The request »
Report each line in the data below that contains the string "sign". Matching is case-sensitive.

Items from a data source:
╭──
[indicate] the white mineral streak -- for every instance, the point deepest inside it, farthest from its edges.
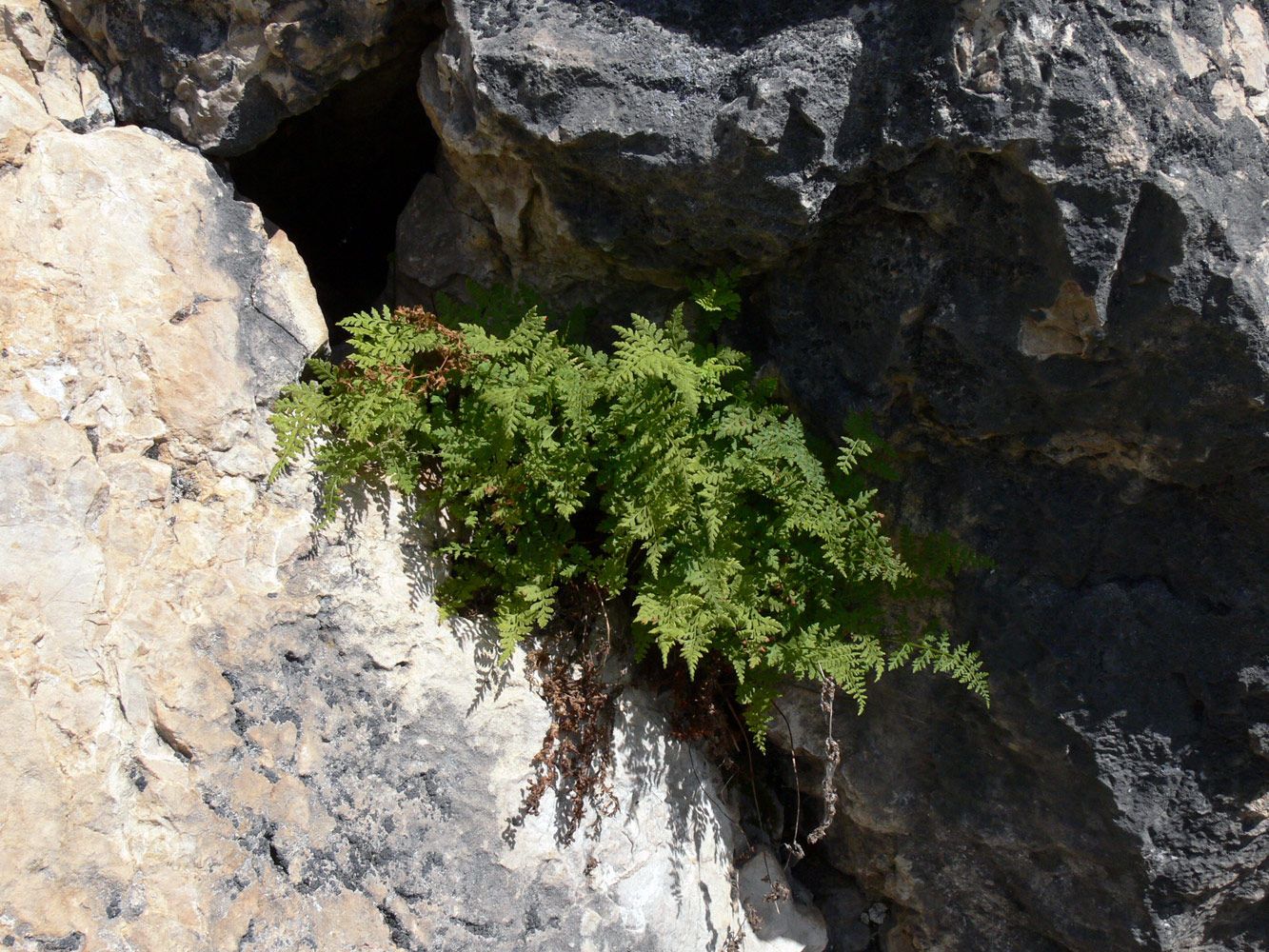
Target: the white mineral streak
(153, 586)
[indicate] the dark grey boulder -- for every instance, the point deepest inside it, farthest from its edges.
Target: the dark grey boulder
(1032, 236)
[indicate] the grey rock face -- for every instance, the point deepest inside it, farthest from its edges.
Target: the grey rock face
(1032, 235)
(222, 733)
(222, 75)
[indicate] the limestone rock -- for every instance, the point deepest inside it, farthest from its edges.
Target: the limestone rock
(222, 733)
(222, 75)
(1029, 234)
(34, 56)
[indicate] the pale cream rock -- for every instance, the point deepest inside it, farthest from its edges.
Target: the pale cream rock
(171, 783)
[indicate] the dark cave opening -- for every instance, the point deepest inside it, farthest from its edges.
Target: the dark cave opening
(335, 179)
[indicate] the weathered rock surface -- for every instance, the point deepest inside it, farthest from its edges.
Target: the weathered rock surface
(222, 75)
(1032, 235)
(220, 731)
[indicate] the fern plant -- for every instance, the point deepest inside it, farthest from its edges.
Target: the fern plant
(660, 471)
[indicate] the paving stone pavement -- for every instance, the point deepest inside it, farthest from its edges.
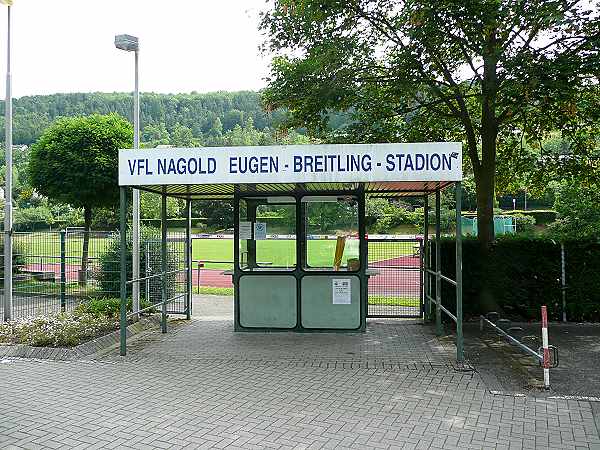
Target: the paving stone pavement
(204, 386)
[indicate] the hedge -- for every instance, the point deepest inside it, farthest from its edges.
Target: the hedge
(524, 274)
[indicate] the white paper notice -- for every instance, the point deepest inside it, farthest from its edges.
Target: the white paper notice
(260, 231)
(342, 292)
(245, 230)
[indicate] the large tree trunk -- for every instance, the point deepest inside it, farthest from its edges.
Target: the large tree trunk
(485, 175)
(87, 217)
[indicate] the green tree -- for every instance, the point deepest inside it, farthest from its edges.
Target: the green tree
(577, 208)
(183, 137)
(75, 162)
(492, 73)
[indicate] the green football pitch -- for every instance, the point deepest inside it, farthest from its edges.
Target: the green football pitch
(281, 253)
(274, 252)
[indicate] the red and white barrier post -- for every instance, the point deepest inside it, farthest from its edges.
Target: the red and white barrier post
(546, 361)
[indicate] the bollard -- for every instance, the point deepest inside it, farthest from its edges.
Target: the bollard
(546, 361)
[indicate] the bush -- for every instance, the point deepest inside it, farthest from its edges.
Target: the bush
(540, 216)
(108, 307)
(61, 330)
(109, 273)
(524, 274)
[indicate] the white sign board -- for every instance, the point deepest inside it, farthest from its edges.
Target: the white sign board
(342, 291)
(246, 230)
(260, 231)
(347, 163)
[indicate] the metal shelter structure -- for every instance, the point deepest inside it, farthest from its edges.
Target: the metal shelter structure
(303, 294)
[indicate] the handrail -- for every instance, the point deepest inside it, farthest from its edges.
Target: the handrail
(442, 308)
(156, 275)
(512, 340)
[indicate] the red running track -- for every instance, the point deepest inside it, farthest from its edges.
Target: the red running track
(390, 280)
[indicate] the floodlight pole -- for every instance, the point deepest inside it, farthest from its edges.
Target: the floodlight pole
(136, 194)
(8, 299)
(131, 43)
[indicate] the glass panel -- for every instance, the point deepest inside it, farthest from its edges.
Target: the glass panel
(271, 224)
(332, 233)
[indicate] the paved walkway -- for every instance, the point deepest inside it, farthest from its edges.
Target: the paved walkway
(201, 385)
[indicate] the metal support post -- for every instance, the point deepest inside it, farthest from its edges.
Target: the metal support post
(163, 262)
(8, 294)
(136, 196)
(460, 355)
(123, 251)
(563, 281)
(438, 266)
(63, 269)
(188, 258)
(425, 274)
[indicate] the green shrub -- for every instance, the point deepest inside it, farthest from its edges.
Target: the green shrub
(524, 274)
(540, 216)
(108, 307)
(109, 273)
(60, 330)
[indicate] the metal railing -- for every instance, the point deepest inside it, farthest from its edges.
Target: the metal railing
(546, 356)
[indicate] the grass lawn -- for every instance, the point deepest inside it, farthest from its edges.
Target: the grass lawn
(393, 301)
(281, 252)
(278, 252)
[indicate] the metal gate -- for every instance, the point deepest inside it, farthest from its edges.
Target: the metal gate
(395, 278)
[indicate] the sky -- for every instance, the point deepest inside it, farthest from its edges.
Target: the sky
(185, 45)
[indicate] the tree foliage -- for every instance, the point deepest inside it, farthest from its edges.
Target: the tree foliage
(578, 213)
(74, 161)
(494, 74)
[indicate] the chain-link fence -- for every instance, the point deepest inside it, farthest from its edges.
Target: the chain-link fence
(394, 278)
(54, 271)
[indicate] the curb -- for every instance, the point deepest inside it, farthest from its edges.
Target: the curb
(86, 349)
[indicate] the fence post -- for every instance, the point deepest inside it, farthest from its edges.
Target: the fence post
(546, 361)
(425, 257)
(188, 258)
(163, 262)
(460, 355)
(63, 269)
(438, 266)
(563, 279)
(123, 283)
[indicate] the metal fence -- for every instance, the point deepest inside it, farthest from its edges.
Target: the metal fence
(395, 273)
(50, 273)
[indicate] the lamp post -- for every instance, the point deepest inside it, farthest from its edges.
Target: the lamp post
(131, 44)
(8, 178)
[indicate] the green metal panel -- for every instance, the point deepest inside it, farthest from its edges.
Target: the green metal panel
(318, 310)
(267, 301)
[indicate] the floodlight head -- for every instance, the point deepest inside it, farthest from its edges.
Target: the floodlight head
(127, 42)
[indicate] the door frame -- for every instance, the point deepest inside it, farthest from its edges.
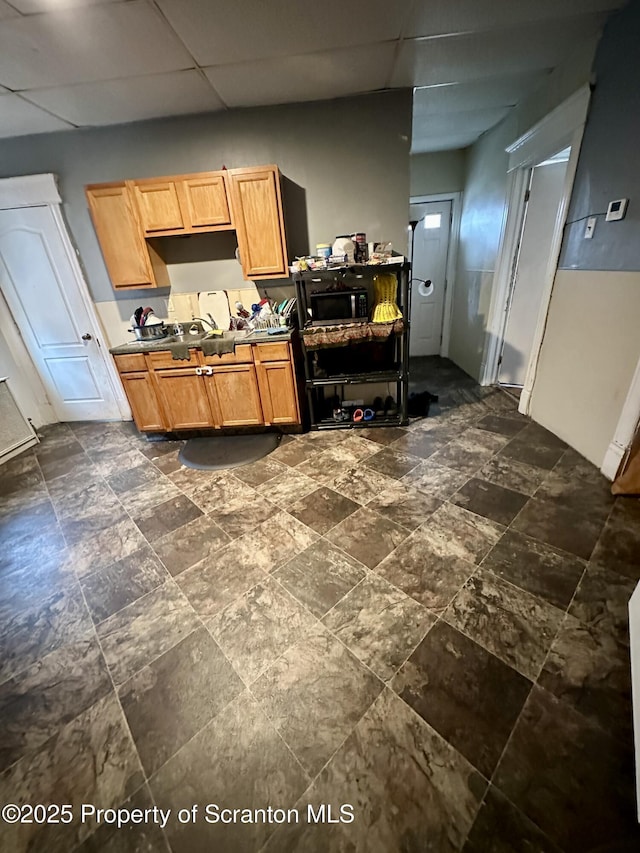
╰──
Worked solution »
[indicate] the white sign board -- for every instance, the point deepest inside it, farthest from its edges.
Target: the white sign board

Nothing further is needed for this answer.